WHAT THE TASK ASKS:
According to the text on LLM-informed gene embeddings, what do generative models for perturbation data typically lack?

LLM-Informed Gene Embeddings

current

Enhancing generative perturbation models with LLM-informed gene embeddings

LLM-Informed Gene Embeddings

Genetic perturbations are key to understanding how genes regulate cell behavior, yet the ability to predict responses to these perturbations remains a significant challenge. While numerous generative models have been developed for perturbation data, they typically lack the capability to generalize to perturbations not encountered during training.

To alleviate this limitation, we introduce a novel methodology that incorporates prior knowledge through embeddings derived from Large Language Models (LLMs), effectively informing our predictive models with a deeper biological context. By leveraging this source of pre-existing information, our models achieve state-of-the-art performance in predicting the outcomes of single-gene perturbations.

Model performance

Key Contributions

Integration of large language model embeddings with perturbation prediction models
State-of-the-art performance on single-gene perturbation prediction
Improved generalization to unseen perturbations
Novel approach to incorporating biological prior knowledge

Methods

Our approach combines transformer-based language models trained on gene sequence and function data with conditional generative models for cellular response prediction. This allows us to leverage vast amounts of pre-existing biological knowledge encoded in LLMs to inform predictions about genetic perturbations.

Results

The model demonstrates significant improvements over baseline methods, achieving higher correlation with experimental measurements and better generalization to held-out gene sets.

GIVEN DATA:
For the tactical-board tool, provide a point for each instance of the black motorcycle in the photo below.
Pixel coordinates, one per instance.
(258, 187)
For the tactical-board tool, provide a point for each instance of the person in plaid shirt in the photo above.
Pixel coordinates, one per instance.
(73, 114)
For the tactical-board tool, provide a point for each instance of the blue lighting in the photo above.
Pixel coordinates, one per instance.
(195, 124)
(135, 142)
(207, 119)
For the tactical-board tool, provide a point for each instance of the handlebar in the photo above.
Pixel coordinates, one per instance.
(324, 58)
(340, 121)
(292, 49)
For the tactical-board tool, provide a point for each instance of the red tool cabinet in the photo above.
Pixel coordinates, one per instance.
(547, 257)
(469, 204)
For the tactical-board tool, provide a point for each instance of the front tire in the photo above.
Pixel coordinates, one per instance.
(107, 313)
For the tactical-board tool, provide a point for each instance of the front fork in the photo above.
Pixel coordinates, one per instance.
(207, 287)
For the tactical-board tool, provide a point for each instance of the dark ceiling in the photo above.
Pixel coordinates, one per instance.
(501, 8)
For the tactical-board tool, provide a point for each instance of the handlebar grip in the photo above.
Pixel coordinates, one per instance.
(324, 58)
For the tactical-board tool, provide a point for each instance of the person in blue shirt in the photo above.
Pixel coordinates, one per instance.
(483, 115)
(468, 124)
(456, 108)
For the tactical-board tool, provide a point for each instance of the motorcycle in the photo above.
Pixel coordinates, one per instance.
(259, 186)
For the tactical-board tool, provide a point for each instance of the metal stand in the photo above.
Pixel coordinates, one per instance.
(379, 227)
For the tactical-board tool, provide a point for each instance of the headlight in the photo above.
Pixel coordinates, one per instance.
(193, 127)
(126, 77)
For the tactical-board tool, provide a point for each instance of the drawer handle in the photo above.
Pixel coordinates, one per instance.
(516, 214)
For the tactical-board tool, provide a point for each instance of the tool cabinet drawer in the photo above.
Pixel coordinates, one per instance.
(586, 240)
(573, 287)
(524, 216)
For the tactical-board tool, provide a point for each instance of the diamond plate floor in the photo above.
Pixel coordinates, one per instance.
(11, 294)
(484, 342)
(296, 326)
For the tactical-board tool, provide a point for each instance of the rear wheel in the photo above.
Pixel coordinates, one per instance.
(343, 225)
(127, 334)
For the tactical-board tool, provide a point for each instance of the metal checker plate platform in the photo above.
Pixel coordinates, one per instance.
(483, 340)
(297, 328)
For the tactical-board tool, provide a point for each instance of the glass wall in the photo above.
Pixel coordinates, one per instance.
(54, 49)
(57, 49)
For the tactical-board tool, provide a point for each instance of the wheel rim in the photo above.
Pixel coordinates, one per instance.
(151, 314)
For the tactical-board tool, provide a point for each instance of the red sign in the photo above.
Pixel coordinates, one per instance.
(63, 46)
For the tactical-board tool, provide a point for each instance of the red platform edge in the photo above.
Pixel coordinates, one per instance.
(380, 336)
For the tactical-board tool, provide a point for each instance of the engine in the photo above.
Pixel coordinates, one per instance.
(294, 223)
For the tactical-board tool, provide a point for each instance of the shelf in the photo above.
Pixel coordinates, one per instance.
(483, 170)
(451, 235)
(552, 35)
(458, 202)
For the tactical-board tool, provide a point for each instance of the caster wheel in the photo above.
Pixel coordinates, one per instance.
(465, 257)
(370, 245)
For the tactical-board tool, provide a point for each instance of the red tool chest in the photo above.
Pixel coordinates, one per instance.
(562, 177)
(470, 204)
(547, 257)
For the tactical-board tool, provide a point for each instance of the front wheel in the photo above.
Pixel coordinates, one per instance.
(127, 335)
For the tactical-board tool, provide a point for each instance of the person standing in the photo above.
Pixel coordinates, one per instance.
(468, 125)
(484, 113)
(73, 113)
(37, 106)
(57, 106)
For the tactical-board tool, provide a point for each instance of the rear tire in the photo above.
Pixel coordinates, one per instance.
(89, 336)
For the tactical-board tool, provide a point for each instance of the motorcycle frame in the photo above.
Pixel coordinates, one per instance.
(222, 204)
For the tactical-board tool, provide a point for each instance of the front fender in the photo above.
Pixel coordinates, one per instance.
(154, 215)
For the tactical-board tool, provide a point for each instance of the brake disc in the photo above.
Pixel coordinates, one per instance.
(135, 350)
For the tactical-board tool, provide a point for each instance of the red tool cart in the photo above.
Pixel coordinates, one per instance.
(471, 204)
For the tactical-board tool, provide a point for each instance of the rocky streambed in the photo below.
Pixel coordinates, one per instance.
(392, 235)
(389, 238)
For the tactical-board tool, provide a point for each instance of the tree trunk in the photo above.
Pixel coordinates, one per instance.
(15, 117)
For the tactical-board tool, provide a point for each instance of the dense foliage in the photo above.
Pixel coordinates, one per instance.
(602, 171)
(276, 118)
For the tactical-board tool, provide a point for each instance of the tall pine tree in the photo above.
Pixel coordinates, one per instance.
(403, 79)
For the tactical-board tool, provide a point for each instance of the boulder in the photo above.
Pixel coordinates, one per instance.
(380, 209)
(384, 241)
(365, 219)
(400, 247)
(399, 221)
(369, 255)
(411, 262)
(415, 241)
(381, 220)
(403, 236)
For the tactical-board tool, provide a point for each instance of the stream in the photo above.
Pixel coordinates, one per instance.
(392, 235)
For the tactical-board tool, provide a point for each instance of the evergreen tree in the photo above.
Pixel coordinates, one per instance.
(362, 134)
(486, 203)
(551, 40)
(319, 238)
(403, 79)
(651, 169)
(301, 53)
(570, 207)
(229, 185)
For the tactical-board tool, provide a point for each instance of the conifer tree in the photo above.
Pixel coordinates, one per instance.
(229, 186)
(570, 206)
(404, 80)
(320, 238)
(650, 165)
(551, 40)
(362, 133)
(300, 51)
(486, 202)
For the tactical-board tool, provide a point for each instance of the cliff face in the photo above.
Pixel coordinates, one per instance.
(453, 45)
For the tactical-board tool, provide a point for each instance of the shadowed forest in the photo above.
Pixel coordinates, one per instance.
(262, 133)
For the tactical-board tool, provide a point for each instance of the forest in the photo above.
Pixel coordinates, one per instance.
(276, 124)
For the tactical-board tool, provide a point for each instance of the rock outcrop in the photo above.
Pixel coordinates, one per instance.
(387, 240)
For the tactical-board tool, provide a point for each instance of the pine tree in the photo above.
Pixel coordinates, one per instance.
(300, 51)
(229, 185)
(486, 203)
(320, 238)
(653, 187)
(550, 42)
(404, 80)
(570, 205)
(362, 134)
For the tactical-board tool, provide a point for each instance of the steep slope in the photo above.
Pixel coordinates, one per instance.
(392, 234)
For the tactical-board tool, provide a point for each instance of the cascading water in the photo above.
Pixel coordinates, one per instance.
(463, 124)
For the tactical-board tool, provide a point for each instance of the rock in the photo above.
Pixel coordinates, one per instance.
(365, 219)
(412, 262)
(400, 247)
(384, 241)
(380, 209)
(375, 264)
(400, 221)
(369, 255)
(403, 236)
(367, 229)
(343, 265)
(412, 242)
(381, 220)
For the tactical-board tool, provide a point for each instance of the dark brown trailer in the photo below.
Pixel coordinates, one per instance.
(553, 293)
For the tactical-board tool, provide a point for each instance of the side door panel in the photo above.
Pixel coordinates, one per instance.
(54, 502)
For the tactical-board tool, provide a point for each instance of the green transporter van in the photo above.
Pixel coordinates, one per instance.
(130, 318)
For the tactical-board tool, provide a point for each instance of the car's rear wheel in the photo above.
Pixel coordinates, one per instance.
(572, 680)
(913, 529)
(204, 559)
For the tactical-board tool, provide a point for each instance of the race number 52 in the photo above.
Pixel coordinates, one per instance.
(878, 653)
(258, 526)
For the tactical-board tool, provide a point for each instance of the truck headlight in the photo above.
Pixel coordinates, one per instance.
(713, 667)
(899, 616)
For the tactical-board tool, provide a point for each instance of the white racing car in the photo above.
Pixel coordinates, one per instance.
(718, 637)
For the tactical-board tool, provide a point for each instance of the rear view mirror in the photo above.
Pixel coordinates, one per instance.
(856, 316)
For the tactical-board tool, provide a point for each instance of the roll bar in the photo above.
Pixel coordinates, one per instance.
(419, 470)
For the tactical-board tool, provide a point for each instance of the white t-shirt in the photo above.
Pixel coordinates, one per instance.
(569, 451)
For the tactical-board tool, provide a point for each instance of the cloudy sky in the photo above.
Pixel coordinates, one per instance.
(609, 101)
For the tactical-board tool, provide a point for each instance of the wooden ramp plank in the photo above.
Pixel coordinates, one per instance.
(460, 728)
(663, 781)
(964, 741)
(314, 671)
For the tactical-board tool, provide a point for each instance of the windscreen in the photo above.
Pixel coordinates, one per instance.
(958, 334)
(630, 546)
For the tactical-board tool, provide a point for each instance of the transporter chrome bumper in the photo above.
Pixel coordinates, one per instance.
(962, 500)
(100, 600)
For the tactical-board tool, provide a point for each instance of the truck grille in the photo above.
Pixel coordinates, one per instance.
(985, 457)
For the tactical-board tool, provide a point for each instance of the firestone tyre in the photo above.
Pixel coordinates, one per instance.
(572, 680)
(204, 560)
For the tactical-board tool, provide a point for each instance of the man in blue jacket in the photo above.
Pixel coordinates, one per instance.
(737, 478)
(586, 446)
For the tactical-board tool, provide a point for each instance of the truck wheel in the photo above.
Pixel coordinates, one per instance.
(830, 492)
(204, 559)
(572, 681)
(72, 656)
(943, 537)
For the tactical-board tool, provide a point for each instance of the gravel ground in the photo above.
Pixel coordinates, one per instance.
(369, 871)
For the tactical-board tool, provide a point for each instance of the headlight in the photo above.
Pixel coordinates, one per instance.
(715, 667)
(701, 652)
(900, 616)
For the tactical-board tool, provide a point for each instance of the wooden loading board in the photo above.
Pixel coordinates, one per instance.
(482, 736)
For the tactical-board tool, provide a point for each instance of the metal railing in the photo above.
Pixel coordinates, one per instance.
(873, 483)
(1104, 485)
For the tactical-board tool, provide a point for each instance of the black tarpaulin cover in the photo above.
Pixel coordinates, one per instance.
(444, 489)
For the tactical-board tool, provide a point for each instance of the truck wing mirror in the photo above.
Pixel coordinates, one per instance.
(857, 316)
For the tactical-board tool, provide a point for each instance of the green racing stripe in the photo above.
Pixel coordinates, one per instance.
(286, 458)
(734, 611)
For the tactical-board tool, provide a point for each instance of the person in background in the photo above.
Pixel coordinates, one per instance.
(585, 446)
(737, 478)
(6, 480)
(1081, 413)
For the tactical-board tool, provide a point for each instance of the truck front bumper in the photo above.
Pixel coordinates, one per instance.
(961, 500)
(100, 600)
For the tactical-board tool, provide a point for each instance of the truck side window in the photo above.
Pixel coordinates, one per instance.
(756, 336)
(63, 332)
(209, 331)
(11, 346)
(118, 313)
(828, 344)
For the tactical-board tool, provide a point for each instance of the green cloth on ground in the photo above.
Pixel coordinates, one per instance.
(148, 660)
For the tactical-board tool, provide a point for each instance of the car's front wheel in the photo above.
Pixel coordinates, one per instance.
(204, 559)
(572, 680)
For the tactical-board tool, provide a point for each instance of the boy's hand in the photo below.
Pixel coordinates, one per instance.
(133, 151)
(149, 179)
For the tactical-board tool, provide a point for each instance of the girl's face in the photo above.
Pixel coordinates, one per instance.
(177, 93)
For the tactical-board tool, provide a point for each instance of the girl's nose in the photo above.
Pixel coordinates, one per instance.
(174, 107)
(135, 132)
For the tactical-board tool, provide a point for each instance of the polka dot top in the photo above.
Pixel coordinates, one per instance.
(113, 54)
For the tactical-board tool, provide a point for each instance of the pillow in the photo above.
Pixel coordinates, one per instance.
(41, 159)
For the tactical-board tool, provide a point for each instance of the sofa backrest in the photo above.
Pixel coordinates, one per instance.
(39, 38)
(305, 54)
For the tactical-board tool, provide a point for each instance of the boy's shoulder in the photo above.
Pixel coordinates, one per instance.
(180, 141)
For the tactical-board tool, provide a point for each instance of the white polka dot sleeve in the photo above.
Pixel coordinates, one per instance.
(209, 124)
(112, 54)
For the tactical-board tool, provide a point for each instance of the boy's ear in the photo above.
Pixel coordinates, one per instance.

TASK OUTPUT:
They typically lack the capability to generalize to perturbations not encountered during training.